▶ _What you need to do_:
1) Translate this sentence from the article on children's gut microbiota into Spanish: "The human intestinal community is very unique to each individual."
2) Write what comes next in the article on children's gut microbiota, picking up after its final sentence.

▶ _Document text_:
════

I thought it would be a good time to review a human microbiota paper for all our readers. As an introduction to our guest speaker at our ASM Workshop on Monday, May 24th, this article discusses  Dr. Jansson’s 2007 study titled: “Molecular Fingerprinting of the Fecal Microbiota of Children Raised According to Differet Lifestyles“, from AEM, vol. 73, No.7, p.2284-2289.

Introduction:

The human intestinal community is very unique to each individual. While it doesn’t change much, with the exception of when antibiotics are used, the gut flora is quite stable and is heavily dependent on diet and lifestyle.

To gain a better understanding of the effects of diet and lifestyle on the human gut microbiota, this study looked at fecal microbial communities in children raised with two different types of diets. The first group of kids were living farm life,  consumming unpasteurized dairy products and home grown food and having frequent contact with farm animals.

The second group of kids were raised following an anthroposophic lifestyle, which means that their diet consisted of organically produced foods and vegetables were preserved by fermentation with lactobacilli. These children tended to be breast fed longer than average children. In addition, these kids did not receive antibiotics as much and their parents avoided vaccinations such as with MMR.

════

[Dataset entries]
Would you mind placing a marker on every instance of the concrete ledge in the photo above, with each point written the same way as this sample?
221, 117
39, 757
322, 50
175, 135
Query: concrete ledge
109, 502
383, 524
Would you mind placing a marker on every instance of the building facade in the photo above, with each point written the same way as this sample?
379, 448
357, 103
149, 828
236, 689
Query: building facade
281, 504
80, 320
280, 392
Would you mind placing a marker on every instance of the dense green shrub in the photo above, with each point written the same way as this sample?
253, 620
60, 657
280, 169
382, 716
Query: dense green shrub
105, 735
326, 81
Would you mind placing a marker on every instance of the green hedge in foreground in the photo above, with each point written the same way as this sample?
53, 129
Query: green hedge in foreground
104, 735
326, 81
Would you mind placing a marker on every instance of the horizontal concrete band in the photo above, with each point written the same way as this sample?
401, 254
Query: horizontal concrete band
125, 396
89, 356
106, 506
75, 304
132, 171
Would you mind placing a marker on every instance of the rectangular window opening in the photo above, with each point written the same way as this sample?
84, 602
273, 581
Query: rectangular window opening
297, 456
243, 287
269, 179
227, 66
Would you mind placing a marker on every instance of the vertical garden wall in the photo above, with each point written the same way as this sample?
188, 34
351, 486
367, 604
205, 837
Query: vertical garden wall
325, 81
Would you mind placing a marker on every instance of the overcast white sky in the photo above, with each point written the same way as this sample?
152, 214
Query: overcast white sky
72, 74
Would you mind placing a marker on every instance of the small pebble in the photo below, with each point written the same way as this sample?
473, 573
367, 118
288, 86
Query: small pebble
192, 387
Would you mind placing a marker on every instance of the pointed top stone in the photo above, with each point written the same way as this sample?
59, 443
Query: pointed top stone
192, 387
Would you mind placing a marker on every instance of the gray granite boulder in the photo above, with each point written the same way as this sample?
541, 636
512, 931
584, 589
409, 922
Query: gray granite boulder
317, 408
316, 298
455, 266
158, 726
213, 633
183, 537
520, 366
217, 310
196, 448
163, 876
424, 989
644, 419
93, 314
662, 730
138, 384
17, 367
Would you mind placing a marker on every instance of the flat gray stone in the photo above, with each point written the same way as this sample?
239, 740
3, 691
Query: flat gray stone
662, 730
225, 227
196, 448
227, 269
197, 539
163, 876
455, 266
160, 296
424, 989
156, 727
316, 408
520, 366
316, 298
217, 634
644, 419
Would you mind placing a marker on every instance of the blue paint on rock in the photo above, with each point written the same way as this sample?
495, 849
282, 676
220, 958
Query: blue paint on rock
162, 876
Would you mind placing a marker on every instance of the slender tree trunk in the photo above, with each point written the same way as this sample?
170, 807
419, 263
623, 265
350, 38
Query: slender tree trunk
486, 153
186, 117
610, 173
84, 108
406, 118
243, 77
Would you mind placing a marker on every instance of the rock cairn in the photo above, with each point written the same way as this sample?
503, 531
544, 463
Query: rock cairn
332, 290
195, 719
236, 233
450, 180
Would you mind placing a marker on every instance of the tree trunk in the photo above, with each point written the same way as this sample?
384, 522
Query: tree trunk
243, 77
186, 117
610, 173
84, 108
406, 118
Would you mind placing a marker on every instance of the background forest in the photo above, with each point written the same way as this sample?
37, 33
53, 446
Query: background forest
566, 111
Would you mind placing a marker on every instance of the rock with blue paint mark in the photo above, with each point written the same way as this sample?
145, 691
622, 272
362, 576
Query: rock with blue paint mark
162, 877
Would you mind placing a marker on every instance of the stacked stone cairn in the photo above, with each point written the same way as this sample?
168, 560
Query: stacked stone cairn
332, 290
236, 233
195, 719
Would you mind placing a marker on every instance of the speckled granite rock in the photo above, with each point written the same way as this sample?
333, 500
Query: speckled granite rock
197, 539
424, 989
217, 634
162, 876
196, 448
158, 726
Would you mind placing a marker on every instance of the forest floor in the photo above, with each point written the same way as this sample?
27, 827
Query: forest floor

════

▶ _Answers by item number_:
1) La comunidad intestinal humana es muy particular de cada individuo.

2)
To determine the differences in the microbial populations of these groups of children who were between the ages of 5 and 13 years, the authors used T-RFLP analysis after isolation of the DNA from fecal samples using the UltraClean Soil DNA Isolation Kit combined with high powered bead beating. The fecal microbiota of 90 children who were either living on farms or attending Steiner schools (kids living the anthroposophic lifestyle ) were from Germany, Sweden, and Switzerland.

Methods:

Children did not have antibiotics during the last 3 months and were not ill at the time of sampling. Of the 90 children, 23 were anthroposophic kids, 19 were controls- kids living in the same area but attending public schools, 26 kids were living on farms and 22 control kids were not living on farms but in the same area.

DNA was isolated from fecal samples and T-RFLP performed for 16 s rRNA for total bacteria and also for lactic acid bacteria (LAB). The 16s rRNA genes were also cloned and sequenced to confirm identities of bacterial species that dominated in some of the children.

Results:

A total of 140 different TRFs were identified and each individual had a unique profile. Only a very small number of TRFs were common to all subjects. There was no clustering with regards to lifestyle, sex, diet, or origin. Of the predominant TRFs, the genera Eubacterium and Clostridium were the most common (90/90 and 89/90) respectively.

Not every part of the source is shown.